> [What the task requires]: Show all lines from the data that include the word "outline".

Saved data entries

*** Begin section ***

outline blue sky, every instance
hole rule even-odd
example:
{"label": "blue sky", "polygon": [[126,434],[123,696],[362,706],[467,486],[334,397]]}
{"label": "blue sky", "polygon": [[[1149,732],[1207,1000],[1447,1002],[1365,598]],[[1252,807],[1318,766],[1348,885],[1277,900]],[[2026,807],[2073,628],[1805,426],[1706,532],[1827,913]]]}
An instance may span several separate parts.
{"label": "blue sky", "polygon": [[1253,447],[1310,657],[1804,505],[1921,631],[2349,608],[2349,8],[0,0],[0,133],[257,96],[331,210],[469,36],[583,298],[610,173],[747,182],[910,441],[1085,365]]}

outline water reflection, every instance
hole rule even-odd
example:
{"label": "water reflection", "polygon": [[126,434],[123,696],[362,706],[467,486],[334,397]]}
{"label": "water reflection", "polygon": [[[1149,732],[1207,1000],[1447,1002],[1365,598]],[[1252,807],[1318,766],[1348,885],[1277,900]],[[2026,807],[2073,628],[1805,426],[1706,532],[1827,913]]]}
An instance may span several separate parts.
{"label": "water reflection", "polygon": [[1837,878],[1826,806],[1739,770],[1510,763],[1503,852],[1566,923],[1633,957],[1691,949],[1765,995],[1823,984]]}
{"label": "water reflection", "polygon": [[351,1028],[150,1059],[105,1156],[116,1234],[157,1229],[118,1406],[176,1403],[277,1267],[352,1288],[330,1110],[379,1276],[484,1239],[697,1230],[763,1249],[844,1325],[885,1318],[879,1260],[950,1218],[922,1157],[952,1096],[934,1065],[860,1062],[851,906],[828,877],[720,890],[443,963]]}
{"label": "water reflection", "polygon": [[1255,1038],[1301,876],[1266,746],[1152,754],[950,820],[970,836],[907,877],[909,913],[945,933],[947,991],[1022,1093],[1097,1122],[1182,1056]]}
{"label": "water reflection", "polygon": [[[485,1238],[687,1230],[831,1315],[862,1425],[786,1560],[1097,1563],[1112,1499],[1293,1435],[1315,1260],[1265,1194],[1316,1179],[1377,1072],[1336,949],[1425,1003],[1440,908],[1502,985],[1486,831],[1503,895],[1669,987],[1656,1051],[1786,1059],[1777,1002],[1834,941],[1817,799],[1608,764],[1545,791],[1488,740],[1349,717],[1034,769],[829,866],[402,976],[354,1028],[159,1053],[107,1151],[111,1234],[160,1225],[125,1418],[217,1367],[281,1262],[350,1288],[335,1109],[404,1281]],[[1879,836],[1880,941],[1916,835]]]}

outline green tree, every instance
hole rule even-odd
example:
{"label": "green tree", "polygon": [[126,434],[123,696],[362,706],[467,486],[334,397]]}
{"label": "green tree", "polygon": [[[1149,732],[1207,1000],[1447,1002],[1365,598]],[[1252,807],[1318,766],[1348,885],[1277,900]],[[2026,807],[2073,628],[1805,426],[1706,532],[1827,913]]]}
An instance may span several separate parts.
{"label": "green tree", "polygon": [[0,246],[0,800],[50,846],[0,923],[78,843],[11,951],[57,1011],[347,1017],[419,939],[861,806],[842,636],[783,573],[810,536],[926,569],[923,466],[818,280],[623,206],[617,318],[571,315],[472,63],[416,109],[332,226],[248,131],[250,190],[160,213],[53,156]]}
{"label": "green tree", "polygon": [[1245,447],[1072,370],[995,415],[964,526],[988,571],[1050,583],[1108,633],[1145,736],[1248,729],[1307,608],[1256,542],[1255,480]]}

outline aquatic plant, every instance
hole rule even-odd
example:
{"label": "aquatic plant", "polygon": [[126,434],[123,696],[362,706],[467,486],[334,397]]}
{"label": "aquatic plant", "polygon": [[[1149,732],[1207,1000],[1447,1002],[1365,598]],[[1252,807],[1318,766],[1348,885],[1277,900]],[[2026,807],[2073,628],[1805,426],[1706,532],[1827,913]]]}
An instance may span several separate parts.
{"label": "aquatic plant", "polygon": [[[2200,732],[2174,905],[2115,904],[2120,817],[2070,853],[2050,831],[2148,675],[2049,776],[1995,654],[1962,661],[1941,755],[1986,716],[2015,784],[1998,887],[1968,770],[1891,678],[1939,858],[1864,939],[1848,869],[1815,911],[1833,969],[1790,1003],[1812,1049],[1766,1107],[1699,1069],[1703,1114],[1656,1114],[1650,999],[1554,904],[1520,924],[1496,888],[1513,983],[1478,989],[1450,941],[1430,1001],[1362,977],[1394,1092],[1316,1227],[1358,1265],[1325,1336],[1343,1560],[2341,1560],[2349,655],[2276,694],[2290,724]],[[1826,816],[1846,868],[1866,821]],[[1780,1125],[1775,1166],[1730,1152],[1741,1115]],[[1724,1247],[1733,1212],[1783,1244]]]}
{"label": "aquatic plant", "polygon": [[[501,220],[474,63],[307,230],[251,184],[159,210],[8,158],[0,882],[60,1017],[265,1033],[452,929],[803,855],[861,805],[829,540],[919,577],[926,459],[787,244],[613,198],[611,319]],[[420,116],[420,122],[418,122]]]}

*** End section ***

> [Solution to this problem]:
outline blue sky, every instance
outline water reflection, every instance
outline green tree, every instance
outline aquatic plant, every instance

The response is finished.